**Texte cité**
● ● ● ●
Défendre le sauvetage du lulisme aujourd’hui revient à défendre une paix avec la bourgeoisie corrompue qui n’a pas – contrairement à ce qu’ont cru beaucoup de pétistes – de projet national de société qui puisse réaliser des changements civilisationnels profonds en alliance avec la classe ouvrière. Certains ont même cru que cette bourgeoisie pourrait défendre des causes anti-impérialistes, anti-monopolistiques et anti-latifondistes afin de réaliser des réformes structurantes qui pourraient servir à initier des processus de transformation plus profonds. Ils se sont trompés.
Le lulisme est le symbole le plus fort de la conciliation de classe. Conciliation, dans ce cas, signifie nécessairement trahison de la classe. Et c’est pour ce motif que Lula a été accepté par le capitalisme global. Il a accepté, appliqué et convaincu les masses que ces règles du jeu n’étaient qu’administratives.
En attente du «coup» et du virage à gauche
Depuis l’élection de 2002, le mode pétiste de militer est « insufflé » par la lutte contre un « coup » qui serait en train d’être fomenté contre ses gouvernements. On nous disait qu’ils ne laisseraient même pas Lula assumer la présidence après l’élection. Puis, avec les dénonciations liées au [scandale du] mensalão, à nouveau la « militance » pétiste s’est mobilisée contre le « coup médiatique ». Et ils ont émis cette thèse de manière répétée, plusieurs fois, tout au long des gouvernements Lula et Dilma (même lors des manifestations de juin 2013). Ils attendent, aujourd’hui encore, ce fameux virage à gauche des gouvernements pétistes.
Le grand problème est de ne pas reconnaître que c’est Lula, et principalement lui, qui a réussi à faire chuter ce mur dans nos têtes. Avant la victoire de 2002, Lula et le PT étaient déjà alliés avec une partie de la bourgeoisie – même avec la famille Marinho, qui a aidé à écrire la Lettre au Peuple brésilien. Pour se défendre dans le cadre du mensalão [argent distribué aux élus pour obtenir des majorités dans les deux chambres], Lula a nommé des ministres et donné beaucoup de ressources matérielles à la chaîne de télévision dominante Rede Globo. Et les négociations, tant avec les médias bourgeois qu’avec d’autres secteurs des élites (comme les grandes entreprises, l’agronégoce et les banques), furent des piliers fondamentaux du projet pétiste. Ces élites ont gagné beaucoup d’argent avec les politiques gouvernementales les plus importantes. Pour cette raison, l’Opération Lava Jato fait si mal aux défenseurs de ce projet [pétiste]. Elle ébranle le pacte entre les forces construites dans le ventre du pétisme et les grandes entreprises qui ont tiré bénéfice du lulisme.
● ● ● ●
**Liste des entrées**
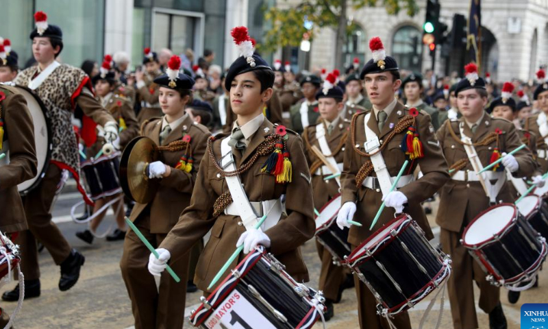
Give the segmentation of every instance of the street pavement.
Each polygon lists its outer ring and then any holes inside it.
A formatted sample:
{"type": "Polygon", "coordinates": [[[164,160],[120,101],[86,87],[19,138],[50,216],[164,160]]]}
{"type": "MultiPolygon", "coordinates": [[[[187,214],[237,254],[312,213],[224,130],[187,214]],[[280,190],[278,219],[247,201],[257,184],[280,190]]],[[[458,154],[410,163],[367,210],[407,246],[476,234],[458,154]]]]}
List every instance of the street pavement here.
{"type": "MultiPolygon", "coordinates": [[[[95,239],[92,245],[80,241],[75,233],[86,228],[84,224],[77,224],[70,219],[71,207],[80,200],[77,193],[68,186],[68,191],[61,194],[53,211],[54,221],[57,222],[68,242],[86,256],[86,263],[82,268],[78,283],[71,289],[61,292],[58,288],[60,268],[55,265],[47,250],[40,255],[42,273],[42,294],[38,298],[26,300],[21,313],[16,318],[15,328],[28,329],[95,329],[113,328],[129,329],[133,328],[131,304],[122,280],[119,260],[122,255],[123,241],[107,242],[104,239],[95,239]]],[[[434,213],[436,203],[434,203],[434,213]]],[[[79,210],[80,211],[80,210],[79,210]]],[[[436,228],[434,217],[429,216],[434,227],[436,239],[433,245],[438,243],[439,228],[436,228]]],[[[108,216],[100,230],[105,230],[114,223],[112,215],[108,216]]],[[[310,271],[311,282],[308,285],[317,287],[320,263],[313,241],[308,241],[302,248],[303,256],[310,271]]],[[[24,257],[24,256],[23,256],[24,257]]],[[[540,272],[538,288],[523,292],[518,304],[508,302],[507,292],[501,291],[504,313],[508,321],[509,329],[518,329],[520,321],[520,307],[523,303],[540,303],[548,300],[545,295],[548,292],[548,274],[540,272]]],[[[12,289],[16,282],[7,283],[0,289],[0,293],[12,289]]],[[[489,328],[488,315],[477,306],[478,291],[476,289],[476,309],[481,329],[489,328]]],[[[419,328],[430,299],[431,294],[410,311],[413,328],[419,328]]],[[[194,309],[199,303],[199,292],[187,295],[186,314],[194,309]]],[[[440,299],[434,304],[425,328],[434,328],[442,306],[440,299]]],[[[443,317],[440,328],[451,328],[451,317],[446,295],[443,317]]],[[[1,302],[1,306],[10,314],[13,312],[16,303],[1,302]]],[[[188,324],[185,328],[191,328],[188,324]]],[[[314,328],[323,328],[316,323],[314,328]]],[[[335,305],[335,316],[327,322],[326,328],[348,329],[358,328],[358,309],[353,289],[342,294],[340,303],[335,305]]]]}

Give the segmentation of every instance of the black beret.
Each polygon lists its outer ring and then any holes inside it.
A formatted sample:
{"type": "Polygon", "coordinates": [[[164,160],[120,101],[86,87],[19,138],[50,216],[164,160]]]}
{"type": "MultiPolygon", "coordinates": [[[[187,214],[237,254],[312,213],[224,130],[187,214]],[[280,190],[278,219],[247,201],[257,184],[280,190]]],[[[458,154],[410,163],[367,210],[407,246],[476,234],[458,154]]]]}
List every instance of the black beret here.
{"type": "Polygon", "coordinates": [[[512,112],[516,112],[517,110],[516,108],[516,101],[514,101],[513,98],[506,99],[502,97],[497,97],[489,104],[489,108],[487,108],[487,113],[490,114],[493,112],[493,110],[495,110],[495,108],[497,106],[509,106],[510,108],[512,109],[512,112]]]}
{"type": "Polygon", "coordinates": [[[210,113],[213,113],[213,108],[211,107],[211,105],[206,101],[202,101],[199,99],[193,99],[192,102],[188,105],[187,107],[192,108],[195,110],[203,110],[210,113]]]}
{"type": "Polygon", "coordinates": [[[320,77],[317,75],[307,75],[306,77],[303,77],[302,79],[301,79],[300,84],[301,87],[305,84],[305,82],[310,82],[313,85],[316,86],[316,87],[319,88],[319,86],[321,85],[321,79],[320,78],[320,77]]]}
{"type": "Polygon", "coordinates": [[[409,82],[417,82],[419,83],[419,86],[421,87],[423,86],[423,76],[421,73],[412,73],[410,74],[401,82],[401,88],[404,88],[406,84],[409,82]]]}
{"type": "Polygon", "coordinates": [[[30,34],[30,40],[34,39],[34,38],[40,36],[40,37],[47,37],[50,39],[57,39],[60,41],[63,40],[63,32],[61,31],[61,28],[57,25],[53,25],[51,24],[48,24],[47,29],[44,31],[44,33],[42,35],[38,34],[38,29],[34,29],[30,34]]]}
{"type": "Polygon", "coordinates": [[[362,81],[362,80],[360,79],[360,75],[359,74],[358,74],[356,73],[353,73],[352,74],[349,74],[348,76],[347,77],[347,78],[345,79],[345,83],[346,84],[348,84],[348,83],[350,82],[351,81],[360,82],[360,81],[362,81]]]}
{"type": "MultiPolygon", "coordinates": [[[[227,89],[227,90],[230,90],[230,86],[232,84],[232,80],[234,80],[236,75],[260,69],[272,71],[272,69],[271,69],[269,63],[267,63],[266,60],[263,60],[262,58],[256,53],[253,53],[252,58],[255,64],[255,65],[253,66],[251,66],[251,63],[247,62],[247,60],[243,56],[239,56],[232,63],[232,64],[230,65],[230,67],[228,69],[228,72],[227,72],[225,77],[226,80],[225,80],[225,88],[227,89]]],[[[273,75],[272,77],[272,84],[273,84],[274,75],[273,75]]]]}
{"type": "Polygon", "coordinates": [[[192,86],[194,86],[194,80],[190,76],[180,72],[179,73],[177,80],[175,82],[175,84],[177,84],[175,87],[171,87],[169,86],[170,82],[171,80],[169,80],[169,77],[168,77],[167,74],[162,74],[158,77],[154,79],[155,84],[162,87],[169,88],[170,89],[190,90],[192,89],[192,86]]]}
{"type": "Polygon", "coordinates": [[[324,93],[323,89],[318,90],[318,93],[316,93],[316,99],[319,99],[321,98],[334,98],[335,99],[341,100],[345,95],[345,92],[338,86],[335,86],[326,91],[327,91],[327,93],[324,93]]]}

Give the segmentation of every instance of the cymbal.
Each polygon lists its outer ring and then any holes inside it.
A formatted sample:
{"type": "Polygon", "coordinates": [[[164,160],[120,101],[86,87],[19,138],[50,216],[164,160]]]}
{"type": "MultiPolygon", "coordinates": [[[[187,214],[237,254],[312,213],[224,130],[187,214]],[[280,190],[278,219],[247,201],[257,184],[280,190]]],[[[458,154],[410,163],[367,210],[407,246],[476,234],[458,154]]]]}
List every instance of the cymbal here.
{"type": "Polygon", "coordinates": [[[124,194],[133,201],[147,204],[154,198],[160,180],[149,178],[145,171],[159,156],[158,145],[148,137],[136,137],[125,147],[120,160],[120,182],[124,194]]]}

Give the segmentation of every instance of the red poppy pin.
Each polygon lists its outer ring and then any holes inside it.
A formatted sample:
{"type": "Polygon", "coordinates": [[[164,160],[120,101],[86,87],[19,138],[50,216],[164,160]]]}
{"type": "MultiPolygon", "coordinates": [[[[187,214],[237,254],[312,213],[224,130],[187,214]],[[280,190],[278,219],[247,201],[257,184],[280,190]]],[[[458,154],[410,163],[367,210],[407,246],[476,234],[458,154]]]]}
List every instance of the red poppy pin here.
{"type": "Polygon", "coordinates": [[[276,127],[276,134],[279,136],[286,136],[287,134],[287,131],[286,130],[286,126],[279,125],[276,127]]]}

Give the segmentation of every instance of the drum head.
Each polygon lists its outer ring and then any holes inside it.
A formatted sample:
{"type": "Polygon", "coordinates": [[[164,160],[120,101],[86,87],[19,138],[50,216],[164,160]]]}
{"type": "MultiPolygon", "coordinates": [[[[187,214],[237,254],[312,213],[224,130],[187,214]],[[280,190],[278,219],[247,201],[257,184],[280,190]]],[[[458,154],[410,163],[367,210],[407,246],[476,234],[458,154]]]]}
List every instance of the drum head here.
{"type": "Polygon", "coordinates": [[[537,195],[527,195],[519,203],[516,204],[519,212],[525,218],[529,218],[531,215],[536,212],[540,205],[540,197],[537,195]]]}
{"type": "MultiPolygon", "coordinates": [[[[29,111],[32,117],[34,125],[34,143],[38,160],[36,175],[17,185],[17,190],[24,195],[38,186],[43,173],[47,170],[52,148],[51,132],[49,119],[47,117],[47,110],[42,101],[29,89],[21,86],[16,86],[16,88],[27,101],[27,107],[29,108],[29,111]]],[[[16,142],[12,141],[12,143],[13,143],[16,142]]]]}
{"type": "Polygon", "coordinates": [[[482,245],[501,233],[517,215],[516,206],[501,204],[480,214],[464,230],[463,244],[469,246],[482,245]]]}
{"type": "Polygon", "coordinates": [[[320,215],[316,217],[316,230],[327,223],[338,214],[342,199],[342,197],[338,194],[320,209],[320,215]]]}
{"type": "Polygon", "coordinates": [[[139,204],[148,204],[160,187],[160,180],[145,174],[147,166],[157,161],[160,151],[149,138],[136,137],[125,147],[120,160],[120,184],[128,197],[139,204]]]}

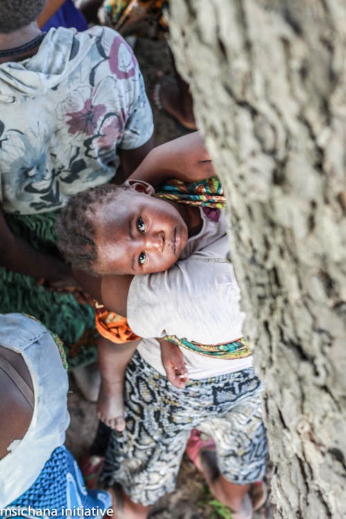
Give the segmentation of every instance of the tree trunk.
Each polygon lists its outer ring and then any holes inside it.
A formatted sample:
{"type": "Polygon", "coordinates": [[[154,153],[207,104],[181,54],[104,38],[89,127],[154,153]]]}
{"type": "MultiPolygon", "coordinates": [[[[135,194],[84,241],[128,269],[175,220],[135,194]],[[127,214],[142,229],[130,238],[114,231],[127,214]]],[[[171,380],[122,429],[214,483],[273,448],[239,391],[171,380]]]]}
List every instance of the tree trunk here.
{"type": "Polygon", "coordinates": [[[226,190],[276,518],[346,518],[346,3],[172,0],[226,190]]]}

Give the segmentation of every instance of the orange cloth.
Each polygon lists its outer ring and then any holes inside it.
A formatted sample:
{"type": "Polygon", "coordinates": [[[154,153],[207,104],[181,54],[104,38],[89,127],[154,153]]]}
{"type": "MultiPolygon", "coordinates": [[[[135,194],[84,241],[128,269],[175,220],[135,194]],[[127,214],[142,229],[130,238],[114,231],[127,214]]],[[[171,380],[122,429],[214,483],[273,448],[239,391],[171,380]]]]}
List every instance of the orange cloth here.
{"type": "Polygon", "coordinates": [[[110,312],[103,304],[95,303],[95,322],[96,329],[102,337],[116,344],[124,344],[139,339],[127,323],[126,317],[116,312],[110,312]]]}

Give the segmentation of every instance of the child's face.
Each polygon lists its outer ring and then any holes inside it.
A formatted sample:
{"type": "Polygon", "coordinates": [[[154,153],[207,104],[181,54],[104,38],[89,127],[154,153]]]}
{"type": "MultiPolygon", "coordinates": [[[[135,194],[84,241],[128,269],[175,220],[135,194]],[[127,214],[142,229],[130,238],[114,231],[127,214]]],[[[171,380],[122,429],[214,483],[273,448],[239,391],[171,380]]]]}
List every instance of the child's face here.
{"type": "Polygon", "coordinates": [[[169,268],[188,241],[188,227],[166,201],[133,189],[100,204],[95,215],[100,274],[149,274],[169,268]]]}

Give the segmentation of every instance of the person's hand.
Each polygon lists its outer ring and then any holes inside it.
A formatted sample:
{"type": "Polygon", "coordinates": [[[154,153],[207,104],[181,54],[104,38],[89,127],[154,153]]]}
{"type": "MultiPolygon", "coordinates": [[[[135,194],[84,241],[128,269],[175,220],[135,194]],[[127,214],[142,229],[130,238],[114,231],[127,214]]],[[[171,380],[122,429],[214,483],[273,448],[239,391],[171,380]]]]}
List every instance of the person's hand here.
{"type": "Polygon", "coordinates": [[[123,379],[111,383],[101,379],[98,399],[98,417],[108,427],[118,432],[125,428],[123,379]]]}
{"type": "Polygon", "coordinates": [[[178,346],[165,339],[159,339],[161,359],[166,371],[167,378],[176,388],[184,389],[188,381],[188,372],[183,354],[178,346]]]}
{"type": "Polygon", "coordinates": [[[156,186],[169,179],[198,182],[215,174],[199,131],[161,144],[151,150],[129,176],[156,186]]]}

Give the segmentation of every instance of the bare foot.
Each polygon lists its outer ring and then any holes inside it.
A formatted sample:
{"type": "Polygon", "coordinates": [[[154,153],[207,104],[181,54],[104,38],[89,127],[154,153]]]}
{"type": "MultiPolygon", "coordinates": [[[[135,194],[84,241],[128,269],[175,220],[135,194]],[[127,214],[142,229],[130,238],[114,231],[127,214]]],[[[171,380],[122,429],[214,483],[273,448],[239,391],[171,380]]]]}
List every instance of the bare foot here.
● ● ● ●
**Consigne de travail**
Dans le texte sur le lulisme, recopiez sans rien changer le passage qui commence par les mots « Défendre le sauvetage » et se termine par « se sont trompés. ».

**Résultat attendu**
Défendre le sauvetage du lulisme aujourd’hui revient à défendre une paix avec la bourgeoisie corrompue qui n’a pas – contrairement à ce qu’ont cru beaucoup de pétistes – de projet national de société qui puisse réaliser des changements civilisationnels profonds en alliance avec la classe ouvrière. Certains ont même cru que cette bourgeoisie pourrait défendre des causes anti-impérialistes, anti-monopolistiques et anti-latifondistes afin de réaliser des réformes structurantes qui pourraient servir à initier des processus de transformation plus profonds. Ils se sont trompés.